__Source material__
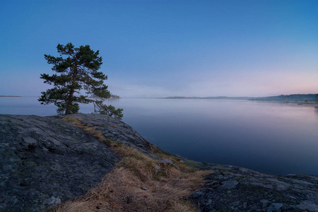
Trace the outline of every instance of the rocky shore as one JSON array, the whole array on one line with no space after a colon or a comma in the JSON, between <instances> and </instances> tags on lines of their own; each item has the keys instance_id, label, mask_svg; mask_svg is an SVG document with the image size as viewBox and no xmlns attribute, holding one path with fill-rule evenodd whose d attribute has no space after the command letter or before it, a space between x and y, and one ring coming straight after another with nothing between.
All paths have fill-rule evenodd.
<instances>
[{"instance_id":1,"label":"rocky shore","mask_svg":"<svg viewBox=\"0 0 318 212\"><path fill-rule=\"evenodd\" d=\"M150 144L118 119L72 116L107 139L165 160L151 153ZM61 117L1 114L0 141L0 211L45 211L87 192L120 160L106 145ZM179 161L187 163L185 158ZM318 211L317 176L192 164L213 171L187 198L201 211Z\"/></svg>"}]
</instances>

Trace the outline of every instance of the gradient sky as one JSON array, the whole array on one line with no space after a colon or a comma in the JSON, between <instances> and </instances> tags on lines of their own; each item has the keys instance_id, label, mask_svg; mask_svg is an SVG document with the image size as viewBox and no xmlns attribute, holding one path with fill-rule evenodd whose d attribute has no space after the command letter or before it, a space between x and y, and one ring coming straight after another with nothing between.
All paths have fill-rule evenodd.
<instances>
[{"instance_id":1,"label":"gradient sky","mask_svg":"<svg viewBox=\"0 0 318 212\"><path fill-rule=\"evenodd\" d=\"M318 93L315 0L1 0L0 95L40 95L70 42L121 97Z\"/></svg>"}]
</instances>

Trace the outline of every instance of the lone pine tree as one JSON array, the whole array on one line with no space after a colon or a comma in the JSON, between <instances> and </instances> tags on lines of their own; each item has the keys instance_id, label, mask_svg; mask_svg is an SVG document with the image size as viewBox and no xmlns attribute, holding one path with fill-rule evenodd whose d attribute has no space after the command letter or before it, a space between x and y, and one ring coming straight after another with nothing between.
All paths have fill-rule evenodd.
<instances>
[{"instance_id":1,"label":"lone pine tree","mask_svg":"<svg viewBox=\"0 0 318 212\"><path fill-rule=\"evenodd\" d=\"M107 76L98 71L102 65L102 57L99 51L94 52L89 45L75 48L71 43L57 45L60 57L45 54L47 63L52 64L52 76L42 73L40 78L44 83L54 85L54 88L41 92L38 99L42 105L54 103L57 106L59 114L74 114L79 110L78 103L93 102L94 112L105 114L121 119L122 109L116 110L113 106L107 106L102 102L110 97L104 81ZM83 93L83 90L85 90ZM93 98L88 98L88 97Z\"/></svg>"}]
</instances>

---

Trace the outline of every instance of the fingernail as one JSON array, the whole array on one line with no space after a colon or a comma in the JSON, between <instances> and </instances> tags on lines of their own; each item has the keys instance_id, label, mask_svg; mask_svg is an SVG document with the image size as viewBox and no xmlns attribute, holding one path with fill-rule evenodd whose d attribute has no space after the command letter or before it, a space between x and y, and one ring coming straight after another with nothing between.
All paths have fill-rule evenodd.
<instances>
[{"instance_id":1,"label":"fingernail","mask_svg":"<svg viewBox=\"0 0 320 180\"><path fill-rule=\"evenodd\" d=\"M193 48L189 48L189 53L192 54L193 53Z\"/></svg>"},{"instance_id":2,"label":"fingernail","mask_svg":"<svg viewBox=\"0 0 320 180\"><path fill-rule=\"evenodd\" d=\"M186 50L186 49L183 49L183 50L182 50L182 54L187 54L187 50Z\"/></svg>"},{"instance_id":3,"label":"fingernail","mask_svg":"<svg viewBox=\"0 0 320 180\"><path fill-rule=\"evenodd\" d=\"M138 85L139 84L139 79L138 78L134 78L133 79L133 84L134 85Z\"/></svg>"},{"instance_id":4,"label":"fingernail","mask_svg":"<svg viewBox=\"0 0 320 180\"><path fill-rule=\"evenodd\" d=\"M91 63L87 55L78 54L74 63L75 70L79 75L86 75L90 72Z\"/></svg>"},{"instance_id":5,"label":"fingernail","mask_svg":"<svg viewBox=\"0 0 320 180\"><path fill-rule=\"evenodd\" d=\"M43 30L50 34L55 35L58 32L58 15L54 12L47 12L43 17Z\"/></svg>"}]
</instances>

__Problem to work on__
Which lines in the listing above contain the word "tree"? Pick them out and copy each one in full.

__Complete response__
Trace the outline of every instance of the lone pine tree as one JSON array, the whole array on one line with no space after a colon or a comma in the JSON, between <instances> and </instances> tags on lines of their own; each item has the keys instance_id, label, mask_svg; mask_svg is an SVG document with the image size as viewBox and no xmlns attribute, holding one path with fill-rule evenodd whose d attribute has no space after the command letter or before it, a space between x and y, and one ring coming straight after another with nothing between.
[{"instance_id":1,"label":"lone pine tree","mask_svg":"<svg viewBox=\"0 0 318 212\"><path fill-rule=\"evenodd\" d=\"M107 76L98 71L102 65L102 57L99 51L94 52L89 45L75 48L71 43L57 45L60 57L45 54L47 63L52 64L52 76L42 73L40 78L44 83L54 85L54 88L41 92L38 99L42 105L54 103L57 106L59 114L74 114L79 110L78 103L93 102L94 112L105 114L121 119L122 109L116 110L113 106L107 106L102 102L110 97L104 81ZM83 93L83 90L85 90ZM93 98L88 98L88 97Z\"/></svg>"}]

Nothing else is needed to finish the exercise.